— STATED TASK —
Could you rewrite the items from the line containing "For the benchmark, spot each instance of the green leafy" through the last item, both included, changing "spot" to "locate" and leaving everything else unchanged?

— DATASET —
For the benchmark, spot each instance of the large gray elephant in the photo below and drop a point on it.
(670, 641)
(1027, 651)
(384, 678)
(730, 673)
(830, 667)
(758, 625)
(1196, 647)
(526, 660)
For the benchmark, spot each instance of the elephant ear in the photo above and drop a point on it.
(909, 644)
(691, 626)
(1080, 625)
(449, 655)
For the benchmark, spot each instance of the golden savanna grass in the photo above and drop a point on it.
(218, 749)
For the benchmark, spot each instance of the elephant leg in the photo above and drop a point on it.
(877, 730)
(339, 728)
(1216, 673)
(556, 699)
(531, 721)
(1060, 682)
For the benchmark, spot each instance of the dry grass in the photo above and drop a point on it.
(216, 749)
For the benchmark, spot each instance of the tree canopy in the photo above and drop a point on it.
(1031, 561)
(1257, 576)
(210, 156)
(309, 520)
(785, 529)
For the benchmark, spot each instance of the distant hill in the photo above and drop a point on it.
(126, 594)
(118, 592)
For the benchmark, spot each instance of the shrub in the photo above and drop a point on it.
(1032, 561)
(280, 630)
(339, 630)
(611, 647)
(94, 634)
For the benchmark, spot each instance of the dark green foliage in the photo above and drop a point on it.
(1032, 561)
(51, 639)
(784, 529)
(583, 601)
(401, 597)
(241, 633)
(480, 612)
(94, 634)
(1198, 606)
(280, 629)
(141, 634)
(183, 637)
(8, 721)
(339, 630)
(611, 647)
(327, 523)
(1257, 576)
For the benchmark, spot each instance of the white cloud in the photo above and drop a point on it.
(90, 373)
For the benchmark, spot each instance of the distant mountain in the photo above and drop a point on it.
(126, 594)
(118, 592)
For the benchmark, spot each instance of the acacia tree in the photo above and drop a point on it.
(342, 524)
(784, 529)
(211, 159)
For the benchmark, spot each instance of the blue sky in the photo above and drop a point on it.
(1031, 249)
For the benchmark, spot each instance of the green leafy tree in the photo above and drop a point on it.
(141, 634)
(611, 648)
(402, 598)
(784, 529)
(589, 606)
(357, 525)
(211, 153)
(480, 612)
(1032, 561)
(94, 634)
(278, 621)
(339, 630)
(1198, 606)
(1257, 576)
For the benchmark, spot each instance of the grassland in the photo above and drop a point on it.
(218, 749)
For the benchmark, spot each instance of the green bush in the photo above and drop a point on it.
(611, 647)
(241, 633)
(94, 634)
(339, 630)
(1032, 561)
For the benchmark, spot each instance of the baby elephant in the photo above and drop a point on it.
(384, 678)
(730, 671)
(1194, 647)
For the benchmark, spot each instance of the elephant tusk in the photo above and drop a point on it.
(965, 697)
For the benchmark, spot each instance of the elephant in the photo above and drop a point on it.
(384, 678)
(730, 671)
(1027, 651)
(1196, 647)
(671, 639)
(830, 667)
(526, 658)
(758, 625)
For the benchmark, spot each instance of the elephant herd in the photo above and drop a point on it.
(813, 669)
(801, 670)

— PROBLEM SOLUTION —
For the benchmark, locate each instance of the green leafy tree in the photo above and drop a point on it.
(141, 634)
(611, 648)
(402, 598)
(784, 529)
(589, 606)
(357, 525)
(211, 153)
(480, 612)
(1032, 561)
(94, 634)
(278, 621)
(339, 630)
(1198, 606)
(1257, 576)
For the benchmark, locate each instance of the grassland in the photo above and drop a point on it.
(218, 749)
For the benchmark, locate each instance of the green bush in the photo above and drop a point on it.
(611, 647)
(241, 633)
(94, 634)
(339, 630)
(1032, 561)
For the benchmark, locate each instance of the baby elephant in the photo above and drop a point on it.
(384, 678)
(730, 671)
(1194, 647)
For the benchmark, locate each instance of the elephant tusk in the photo above and drop a point on it.
(965, 697)
For the benchmark, locate each instance of the elephant in the photo above and drop a point on it.
(384, 678)
(730, 671)
(1027, 651)
(1196, 647)
(671, 639)
(830, 667)
(526, 658)
(758, 625)
For the benchmark, locate each instance of the elephant herd in the photo above and drop a point on it.
(813, 669)
(801, 670)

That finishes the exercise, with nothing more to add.